TAREFAS.
1. Responda com base na matéria sobre a queda no consumo de álcool:
(a) Segundo a OMS, de quanto foi a redução na ingestão de álcool per capita entre 2015 e 2024 em países como o Brasil?
(b) De acordo com a pesquisa da Nielsen Brasil, que porcentagem dos brasileiros entre 25 e 34 anos reduziu o consumo de bebidas alcoólicas em 2024?
(c) Segundo o IBGE, quanto menos álcool a geração Z consome em comparação com os millennials na mesma faixa etária?
2. Retome a matéria sobre a queda no consumo de álcool a partir da frase final e dê continuidade ao texto.

TRECHO DA MATÉRIA.
/---
Queda no Consumo de Álcool Desafia a Coquetelaria a se Reinventar

Queda no Consumo de Álcool Desafia a Coquetelaria a se Reinventar
São Paulo, 28 de fevereiro de 2025 – O consumo de bebidas alcoólicas no Brasil e no mundo está em declínio, impulsionando uma transformação no universo da coquetelaria. Dados recentes da Organização Mundial da Saúde (OMS) apontam uma redução de 15% na ingestão de álcool per capita entre 2015 e 2024 em países como o Brasil, reflexo de mudanças culturais, preocupações com saúde e o avanço de movimentos como o “sober curious” (curioso por sobriedade). Diante desse cenário, bartenders e estabelecimentos enfrentam o desafio de adaptar seus cardápios, criando opções sem álcool que mantenham o glamour e a sofisticação dos coquetéis tradicionais.
A tendência é clara: o álcool já não é o protagonista incontestável das noites. Uma pesquisa da Nielsen Brasil mostrou que, em 2024, 38% dos brasileiros entre 25 e 34 anos reduziram o consumo de bebidas alcoólicas, seja por escolha pessoal, seja por questões de bem-estar. As pessoas querem socializar sem os efeitos do álcool. Elas buscam sabor, experiência, mas com controle, explica Camila Torres, bartender premiada do bar Guilhotina, em São Paulo. Esse movimento ganhou força com a geração Z, que, segundo o IBGE, consome 30% menos álcool que os millennials na mesma faixa etária.
\---
DADOS DISPONÍVEIS.
/---
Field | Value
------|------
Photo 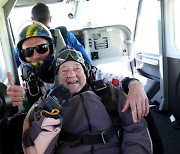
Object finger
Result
[131,109,138,122]
[136,103,142,120]
[122,99,129,112]
[140,99,147,117]
[7,72,14,85]
[145,98,149,116]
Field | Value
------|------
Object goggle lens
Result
[21,44,49,57]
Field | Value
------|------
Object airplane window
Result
[10,0,139,34]
[174,0,180,50]
[134,0,160,55]
[0,40,6,82]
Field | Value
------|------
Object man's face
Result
[22,37,50,63]
[58,61,86,94]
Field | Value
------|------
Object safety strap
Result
[58,80,122,146]
[91,80,121,127]
[58,126,122,146]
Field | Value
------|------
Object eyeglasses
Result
[21,44,49,57]
[57,49,84,63]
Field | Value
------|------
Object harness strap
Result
[59,126,121,146]
[91,80,122,127]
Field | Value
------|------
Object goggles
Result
[58,49,84,64]
[21,44,49,57]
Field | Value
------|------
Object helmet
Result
[55,48,89,77]
[16,20,55,82]
[16,20,54,62]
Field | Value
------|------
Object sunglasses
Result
[21,44,49,57]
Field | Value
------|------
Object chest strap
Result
[58,126,121,146]
[91,80,122,127]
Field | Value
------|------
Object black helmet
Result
[16,20,55,82]
[16,20,54,63]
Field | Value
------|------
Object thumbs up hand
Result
[7,72,24,106]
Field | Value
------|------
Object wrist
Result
[128,79,142,89]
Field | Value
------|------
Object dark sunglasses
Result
[21,44,49,57]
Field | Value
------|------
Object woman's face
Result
[58,61,86,94]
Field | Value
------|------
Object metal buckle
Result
[101,130,107,144]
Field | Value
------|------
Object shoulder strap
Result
[91,80,121,127]
[55,26,68,45]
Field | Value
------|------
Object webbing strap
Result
[91,80,121,127]
[59,126,121,146]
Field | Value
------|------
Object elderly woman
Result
[23,49,152,154]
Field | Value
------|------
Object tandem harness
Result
[58,80,122,146]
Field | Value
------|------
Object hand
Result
[122,81,149,122]
[7,72,24,106]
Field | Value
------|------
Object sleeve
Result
[90,66,123,88]
[14,48,21,67]
[22,100,62,154]
[116,89,153,154]
[67,32,93,65]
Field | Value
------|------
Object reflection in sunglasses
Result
[21,44,49,57]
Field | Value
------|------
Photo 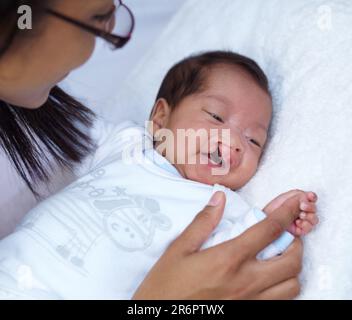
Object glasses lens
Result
[113,1,134,37]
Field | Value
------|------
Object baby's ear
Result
[150,98,171,132]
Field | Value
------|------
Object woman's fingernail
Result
[299,202,309,211]
[208,191,221,207]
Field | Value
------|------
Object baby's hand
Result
[263,190,319,236]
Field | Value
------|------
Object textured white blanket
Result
[104,0,352,299]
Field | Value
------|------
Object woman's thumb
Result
[172,191,226,255]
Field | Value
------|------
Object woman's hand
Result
[133,192,302,300]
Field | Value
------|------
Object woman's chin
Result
[16,90,50,109]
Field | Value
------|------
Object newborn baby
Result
[151,52,318,236]
[0,52,317,299]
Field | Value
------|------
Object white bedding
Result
[103,0,352,299]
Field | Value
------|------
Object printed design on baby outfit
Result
[22,169,172,268]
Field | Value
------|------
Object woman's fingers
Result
[227,196,300,260]
[170,191,226,255]
[255,278,301,300]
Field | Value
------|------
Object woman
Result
[0,0,302,299]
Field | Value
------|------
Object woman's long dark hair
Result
[0,0,94,196]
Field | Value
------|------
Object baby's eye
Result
[206,111,224,123]
[249,138,262,148]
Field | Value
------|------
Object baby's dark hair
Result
[156,51,271,108]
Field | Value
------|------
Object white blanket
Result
[104,0,352,299]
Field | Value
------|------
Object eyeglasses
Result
[46,0,135,50]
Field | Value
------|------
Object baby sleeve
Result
[75,117,141,177]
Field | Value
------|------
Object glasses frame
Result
[46,0,135,49]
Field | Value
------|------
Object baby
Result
[151,51,318,236]
[0,52,318,299]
\---
RESPOSTAS POR TAREFA.
1.
(a) 15%.
(b) 38%.
(c) 30% menos.

2.
A coquetelaria, tradicionalmente associada a destilados como gim, uísque e vodca, está respondendo com criatividade. Os chamados mocktails – coquetéis sem álcool – deixaram de ser meros sucos disfarçados para se tornarem protagonistas nos bares. Ingredientes como kombucha, infusões de ervas, bitters não alcoólicos e até destilados zero álcool, produzidos por marcas como Seedlip e Lyre’s, estão revolucionando os menus. Hoje, um mocktail precisa ter camadas de sabor, textura e apresentação tão boas quanto um drink com álcool, diz Rafael Almeida, mixologista do Seen, na capital paulista, que lançou um cardápio com opções como o “Falso Negroni”, feito com gim sem álcool, vermute zero e um toque de grapefruit.
A adaptação vai além da receita. Estabelecimentos estão investindo em narrativas para atrair clientes. No bar Astor, no Rio de Janeiro, o bartender Fabio La Pietra criou o Jardim Secreto, um mocktail com chá de hibisco, xarope de lavanda e espuma de gengibre, servido em uma taça vintage. O cliente quer uma experiência sensorial, não só um substituto. A apresentação e a história por trás do drink contam muito, explica La Pietra. A estratégia deu certo: as vendas de bebidas sem álcool no Astor subiram 25% em 2024.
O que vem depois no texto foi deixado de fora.